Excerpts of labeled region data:
== == ==
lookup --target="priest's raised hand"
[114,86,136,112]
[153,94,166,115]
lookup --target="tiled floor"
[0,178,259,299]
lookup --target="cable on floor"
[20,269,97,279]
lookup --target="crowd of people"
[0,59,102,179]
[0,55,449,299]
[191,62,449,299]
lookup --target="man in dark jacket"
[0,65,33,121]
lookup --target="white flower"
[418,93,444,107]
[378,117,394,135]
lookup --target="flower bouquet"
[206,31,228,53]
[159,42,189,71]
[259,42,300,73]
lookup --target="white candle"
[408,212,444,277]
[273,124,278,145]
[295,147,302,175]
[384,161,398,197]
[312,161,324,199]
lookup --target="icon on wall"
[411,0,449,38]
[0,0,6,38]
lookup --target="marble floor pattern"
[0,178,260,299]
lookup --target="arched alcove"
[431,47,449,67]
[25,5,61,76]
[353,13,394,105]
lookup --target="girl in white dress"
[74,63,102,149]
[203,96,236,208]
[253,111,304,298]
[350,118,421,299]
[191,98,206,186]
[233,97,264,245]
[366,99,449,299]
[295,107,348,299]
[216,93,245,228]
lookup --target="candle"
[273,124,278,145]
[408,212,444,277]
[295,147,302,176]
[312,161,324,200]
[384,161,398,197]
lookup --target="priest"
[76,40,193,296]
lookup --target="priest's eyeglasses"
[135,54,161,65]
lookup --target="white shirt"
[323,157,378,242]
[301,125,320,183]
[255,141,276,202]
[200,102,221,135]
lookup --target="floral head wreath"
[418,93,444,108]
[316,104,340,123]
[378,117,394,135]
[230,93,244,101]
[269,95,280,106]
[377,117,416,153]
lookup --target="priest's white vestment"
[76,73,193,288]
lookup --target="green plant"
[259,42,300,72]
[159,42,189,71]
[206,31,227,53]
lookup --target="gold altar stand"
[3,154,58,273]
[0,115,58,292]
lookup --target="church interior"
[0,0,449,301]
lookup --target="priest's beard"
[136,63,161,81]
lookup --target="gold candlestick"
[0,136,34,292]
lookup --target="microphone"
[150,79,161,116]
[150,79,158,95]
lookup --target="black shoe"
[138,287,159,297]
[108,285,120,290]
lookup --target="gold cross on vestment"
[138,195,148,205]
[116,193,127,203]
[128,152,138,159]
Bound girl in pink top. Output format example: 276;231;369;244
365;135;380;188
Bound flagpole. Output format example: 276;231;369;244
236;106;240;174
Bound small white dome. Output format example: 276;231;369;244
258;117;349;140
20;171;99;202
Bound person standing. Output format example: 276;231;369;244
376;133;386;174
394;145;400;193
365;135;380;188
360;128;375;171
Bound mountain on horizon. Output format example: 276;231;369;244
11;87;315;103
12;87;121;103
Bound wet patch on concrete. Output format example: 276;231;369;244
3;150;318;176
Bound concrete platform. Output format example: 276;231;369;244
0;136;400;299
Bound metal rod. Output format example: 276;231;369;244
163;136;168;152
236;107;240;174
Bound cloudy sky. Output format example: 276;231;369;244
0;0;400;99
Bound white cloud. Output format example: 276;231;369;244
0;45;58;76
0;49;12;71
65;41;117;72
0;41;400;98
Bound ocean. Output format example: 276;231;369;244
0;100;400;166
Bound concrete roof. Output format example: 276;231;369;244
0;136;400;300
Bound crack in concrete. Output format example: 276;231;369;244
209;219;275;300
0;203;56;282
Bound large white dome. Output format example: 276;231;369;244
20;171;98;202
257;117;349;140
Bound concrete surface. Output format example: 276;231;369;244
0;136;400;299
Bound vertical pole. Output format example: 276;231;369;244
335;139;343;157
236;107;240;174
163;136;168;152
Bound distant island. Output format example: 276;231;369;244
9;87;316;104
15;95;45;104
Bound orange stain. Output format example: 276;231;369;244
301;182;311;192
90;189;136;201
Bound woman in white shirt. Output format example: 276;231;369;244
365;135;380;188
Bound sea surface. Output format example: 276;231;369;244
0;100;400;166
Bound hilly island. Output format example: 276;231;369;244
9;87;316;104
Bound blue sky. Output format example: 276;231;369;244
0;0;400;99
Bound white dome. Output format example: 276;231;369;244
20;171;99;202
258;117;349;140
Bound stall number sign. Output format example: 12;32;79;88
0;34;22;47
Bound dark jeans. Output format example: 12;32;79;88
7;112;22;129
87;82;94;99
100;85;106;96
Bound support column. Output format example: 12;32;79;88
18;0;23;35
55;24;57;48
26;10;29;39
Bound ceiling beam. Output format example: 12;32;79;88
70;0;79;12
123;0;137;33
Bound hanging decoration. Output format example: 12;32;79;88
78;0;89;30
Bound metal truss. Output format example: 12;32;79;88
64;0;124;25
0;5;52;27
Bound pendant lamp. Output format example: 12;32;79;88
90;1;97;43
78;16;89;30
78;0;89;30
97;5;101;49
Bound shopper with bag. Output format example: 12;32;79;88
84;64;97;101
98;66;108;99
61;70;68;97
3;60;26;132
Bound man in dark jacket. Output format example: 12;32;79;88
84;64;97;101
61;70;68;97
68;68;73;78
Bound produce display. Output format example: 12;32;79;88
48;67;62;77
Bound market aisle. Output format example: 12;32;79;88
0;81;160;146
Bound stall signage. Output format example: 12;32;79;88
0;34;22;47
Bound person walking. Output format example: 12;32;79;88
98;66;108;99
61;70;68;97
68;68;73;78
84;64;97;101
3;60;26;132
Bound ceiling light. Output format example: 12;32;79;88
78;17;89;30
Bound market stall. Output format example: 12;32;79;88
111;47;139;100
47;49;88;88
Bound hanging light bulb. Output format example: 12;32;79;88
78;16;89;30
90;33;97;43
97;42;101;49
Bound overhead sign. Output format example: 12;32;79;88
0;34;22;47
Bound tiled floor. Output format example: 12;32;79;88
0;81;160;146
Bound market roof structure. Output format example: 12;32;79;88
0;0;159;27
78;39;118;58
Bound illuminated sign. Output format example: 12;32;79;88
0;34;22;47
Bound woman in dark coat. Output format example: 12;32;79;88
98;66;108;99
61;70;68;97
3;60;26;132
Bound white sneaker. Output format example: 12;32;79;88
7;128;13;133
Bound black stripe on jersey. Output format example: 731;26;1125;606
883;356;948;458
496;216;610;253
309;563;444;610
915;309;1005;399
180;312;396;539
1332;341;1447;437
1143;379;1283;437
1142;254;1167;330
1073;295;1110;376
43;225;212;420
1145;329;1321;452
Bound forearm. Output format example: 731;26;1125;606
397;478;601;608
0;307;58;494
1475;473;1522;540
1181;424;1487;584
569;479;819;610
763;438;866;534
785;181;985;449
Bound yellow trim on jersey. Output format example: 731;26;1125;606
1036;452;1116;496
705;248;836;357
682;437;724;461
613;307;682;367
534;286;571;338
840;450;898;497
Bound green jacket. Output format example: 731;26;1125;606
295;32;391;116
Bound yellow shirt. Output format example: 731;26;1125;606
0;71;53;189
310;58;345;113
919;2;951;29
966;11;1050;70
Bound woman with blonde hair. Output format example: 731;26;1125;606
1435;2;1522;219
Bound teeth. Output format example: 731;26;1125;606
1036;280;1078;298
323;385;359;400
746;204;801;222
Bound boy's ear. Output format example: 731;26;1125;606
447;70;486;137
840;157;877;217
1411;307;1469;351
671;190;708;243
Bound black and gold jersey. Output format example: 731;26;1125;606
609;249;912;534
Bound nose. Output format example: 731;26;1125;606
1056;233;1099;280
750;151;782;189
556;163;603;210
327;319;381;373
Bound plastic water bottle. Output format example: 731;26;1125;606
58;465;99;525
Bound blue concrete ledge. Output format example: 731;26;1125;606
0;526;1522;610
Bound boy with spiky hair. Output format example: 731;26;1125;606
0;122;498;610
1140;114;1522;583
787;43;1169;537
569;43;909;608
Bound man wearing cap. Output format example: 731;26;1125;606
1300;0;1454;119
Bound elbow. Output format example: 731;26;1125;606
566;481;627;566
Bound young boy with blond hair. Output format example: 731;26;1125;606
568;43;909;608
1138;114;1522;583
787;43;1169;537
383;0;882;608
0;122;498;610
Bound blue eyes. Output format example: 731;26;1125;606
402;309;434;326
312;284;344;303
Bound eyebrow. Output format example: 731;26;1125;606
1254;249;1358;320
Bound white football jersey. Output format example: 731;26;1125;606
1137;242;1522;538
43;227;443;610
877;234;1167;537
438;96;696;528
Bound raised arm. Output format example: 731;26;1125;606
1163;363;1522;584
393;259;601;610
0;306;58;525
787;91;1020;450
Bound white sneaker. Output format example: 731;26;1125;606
== == ==
What needs to be done
Edit the part of the items that opens with the line containing "Bound nose. Output" and closes with the line containing "566;481;627;566", changing "Bound" to "Locate" and keeping everything else the same. Give back only those lines.

Correct output
Locate nose. Output format example: 731;26;1125;606
1056;233;1099;280
750;151;782;189
556;163;603;210
327;319;381;373
Locate plastic water bottle. Output format example: 731;26;1125;606
58;465;99;525
Locate blue concrete ledge. Output format example: 731;26;1125;606
0;526;1522;610
Locate boy with spiky hair. Output format example: 731;26;1125;606
0;122;498;610
1140;114;1522;583
787;43;1169;537
569;43;909;608
Locate man wearing cap. Output format example: 731;26;1125;606
1300;0;1454;119
Locate elbow. Output format example: 731;26;1125;606
566;481;627;566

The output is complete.